TASKS -
- A) In the essay on the world's silliest empire, how much did it cost to train and equip the Syrian fighters?
- B) Reproduce the essay on the world's silliest empire from "The World's Silliest" to "was $500 million.", word for word.
- C) Carry on the essay on the world's silliest empire, starting after its last sentence.

EXTRACT TO READ -
___

The World's Silliest Empire
By Dmitry Orlov
October 06, 2015 "Information
Clearing House" - I couldn't help
but notice that over the past few weeks the Empire has become
extremely silly—so silly that I believe it deserves the title of the
World's Silliest Empire. One could claim that it has been silly
before, but recent developments seem to signal a quantum leap in its
silliness level.
The first bit of extreme silliness surfaced when Gen. Lloyd J.
Austin III, the head of the United States Central Command, told a
Senate panel that only a very small number of Syrian fighters
trained by the United States remained in the fight—perhaps as few as
five. The tab for training and equipping them was $500 million.
That's $100 million per fighter, but that's OK, because it's all
good as long as the military contractors are getting paid. Things
got even sillier when it later turned out that even these few
fighters got car-jacked by ISIS/al Qaeda in Syria (whatever they are
currently calling themselves) and got their vehicles and weapons
taken away from them.General Austin's
previous role as as Lt. General Casey in Tim Burton's film Mars
Attacks! It was already a very silly role, but his current role
is a definite career advancement, both in terms of rank and in terms
of silliness level.
The next silly moment arrived at the UN General
Assembly meeting in New York, where Obama, who went on for 30
minutes instead of the allotted 15 (does Mr. Silly President know
how to read a clock?) managed to use up all of this time and say
absolutely nothing that made any sense to anyone.

___

SUPPLIED MATERIAL -

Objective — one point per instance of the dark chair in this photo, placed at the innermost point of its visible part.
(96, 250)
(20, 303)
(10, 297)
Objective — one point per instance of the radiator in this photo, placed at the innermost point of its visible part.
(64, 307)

___

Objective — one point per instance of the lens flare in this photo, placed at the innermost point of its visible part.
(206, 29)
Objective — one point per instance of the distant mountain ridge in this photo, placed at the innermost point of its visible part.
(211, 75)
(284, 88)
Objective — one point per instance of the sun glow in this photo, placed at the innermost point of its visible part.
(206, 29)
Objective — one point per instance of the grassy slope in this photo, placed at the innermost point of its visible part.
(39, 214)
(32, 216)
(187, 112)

___

SOLVED TASKS -
- A) $500 million.

- B)
The World's Silliest Empire
By Dmitry Orlov
October 06, 2015 "Information
Clearing House" - I couldn't help
but notice that over the past few weeks the Empire has become
extremely silly—so silly that I believe it deserves the title of the
World's Silliest Empire. One could claim that it has been silly
before, but recent developments seem to signal a quantum leap in its
silliness level.
The first bit of extreme silliness surfaced when Gen. Lloyd J.
Austin III, the head of the United States Central Command, told a
Senate panel that only a very small number of Syrian fighters
trained by the United States remained in the fight—perhaps as few as
five. The tab for training and equipping them was $500 million.

- C)
But it was Putin's speech that laid out the Empire's silliness for
all to see when he scolded the US for making a bloody mess of the
Middle East with its ham-handed interventions. The oft-repeated
quote is “Do you understand what you have done?” but that's not
quite right. The Russian «Вы
хоть понимаете теперь, чего вы натворили?» can be more
accurately translated as “How can you even now fail to understand
what a mess you have made?” Words matter: this is not how one talks
to a superpower before an assembly of the world's leaders; this is
how one scolds a stupid and wayward child. In the eyes of the whole
world, this made the Empire look rather silly.
What happened next is that Russia announced the start of its bombing
campaign against all manner of terrorists in Syria (and perhaps Iraq
too; the Iraqi request is in Putin's in-box). What's notable about
this bombing campaign is that it is entirely legal. The legitimate,
elected government of Syria asked Russia for help; the campaign was
approved by the Russian legislature. On the other hand, the bombing
campaign that the US has been conducting in Syria is entirely
illegal. There are exactly two ways to legally bomb the territory of
another country: 1. an invitation from that country's government and
2. a UN Security Council resolution. The US has not obtained either
of them.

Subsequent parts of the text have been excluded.